All of lore.kernel.org
 help / color / mirror / Atom feed
From: Dave Chinner <david@fromorbit.com>
To: Markus Trippelsdorf <markus@trippelsdorf.de>
Cc: xfs@oss.sgi.com
Subject: Re: long hangs when deleting large directories (3.0-rc3)
Date: Wed, 22 Jun 2011 17:30:47 +1000	[thread overview]
Message-ID: <20110622073047.GT32466@dastard> (raw)
In-Reply-To: <20110622070647.GA1744@x4.trippels.de>

On Wed, Jun 22, 2011 at 09:06:47AM +0200, Markus Trippelsdorf wrote:
> On 2011.06.22 at 10:04 +1000, Dave Chinner wrote:
> > On Tue, Jun 21, 2011 at 08:57:01PM +0200, Markus Trippelsdorf wrote:
> > > On 2011.06.21 at 20:24 +0200, Markus Trippelsdorf wrote:
> > > > On 2011.06.21 at 10:02 +0200, Markus Trippelsdorf wrote:
> > > > > On 2011.06.21 at 14:25 +1000, Dave Chinner wrote:
> > > > > > That is, you really need to get a profile of the rm -rf process - or
> > > > > > whatever is consuming the CPU time - (e.g. via perf or ftrace)

================

**PROBLEM SET:**
- A) Reproduce the mailing-list message between "All of lore.kernel.org" and "large directories (3.0-rc3)", inclusive.
- B) Please answer these questions about the mailing-list message:
(i) To whom is the message addressed?
(ii) Which kernel version appears in the subject line?
(iii) Which tools are named for getting a profile of the process?
- C) Continue the mailing-list message from where it stops.
The items below come from a separate source, not from the mailing-list message.

**EXTRACTED MATERIAL:**
================

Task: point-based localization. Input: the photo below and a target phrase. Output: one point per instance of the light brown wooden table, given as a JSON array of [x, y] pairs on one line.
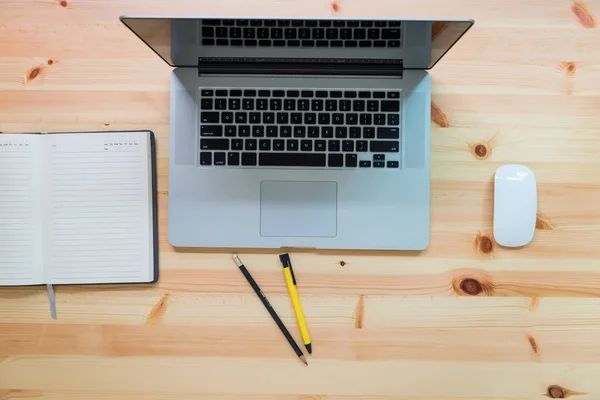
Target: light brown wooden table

================

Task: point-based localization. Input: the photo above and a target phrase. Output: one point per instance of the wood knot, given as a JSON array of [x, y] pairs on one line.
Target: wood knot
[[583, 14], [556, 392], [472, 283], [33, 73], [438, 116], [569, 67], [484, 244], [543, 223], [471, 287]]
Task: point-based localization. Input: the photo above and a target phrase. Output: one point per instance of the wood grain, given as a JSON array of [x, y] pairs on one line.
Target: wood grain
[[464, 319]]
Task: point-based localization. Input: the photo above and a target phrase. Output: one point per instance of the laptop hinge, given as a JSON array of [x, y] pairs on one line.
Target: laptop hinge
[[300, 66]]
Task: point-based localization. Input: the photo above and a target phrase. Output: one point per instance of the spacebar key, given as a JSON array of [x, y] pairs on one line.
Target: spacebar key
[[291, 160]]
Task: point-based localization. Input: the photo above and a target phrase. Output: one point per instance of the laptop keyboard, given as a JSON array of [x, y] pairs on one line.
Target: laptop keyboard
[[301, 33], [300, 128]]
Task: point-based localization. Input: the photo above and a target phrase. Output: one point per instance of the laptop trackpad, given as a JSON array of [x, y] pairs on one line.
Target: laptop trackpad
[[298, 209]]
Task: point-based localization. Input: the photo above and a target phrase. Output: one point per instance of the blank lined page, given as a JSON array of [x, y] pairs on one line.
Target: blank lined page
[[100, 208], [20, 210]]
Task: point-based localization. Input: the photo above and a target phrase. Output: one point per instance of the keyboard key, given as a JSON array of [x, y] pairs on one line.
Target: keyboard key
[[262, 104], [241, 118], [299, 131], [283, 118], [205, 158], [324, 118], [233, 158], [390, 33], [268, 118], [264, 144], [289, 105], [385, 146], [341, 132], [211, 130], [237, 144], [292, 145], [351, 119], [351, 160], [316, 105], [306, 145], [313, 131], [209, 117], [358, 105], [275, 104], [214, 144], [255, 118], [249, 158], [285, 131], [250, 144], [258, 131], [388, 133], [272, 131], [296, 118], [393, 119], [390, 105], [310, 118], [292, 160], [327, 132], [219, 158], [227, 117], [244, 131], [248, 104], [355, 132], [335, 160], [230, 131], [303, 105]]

================

**FINAL ANSWERS:**
- A)
All of lore.kernel.org
 help / color / mirror / Atom feed
From: Dave Chinner <david@fromorbit.com>
To: Markus Trippelsdorf <markus@trippelsdorf.de>
Cc: xfs@oss.sgi.com
Subject: Re: long hangs when deleting large directories (3.0-rc3)

- B)
(i) Markus Trippelsdorf <markus@trippelsdorf.de>
(ii) 3.0-rc3
(iii) perf or ftrace

- C)
> > > > > > across the hang to so we can narrow down the potential cause of the
> > > > > > latency. Speaking of which, latencytop might be helpful in
> > > > > > identifying where input is getting held up....
> > > > > 
> > > > > I've recorded a profile with "perf record -g /home/markus/rm_sync"
> > > > > ~ % cat rm_sync
> > > > > rm -fr /mnt/tmp/tmp/linux && sync
> > > > 
> > > > FWIW here are two links to svg time-charts produced by:
> > > > 
> > > > perf timechart record /home/markus/rm_sync
> > > > 
> > > > http://trippelsdorf.de/timechart1.svg
> > > > http://trippelsdorf.de/timechart2.svg
> > > > 
> > > 
> > > And this is what the mysterious kworker is doing during the sync.
> > > It's the one consuming most of the CPU time.
> > > 
> > >     39.96%      kworker/3:0  [kernel.kallsyms]                            0xffffffff811da9da k [k] xfs_trans_ail_update_bulk
> > >                 |
> > >                 --- xfs_trans_ail_update_bulk
> > >                     xfs_trans_committed_bulk
> > >                     xlog_cil_committed
> > >                     xlog_state_do_callback
> > >                     xlog_state_done_syncing
> > >                     xlog_iodone
> > >                     xfs_buf_iodone_work
> > >                     process_one_work
> > >                     worker_thread
> > >                     kthread
> > >                     kernel_thread_helper
> > 
> > So that is inserting items into the AIL at transaction completion.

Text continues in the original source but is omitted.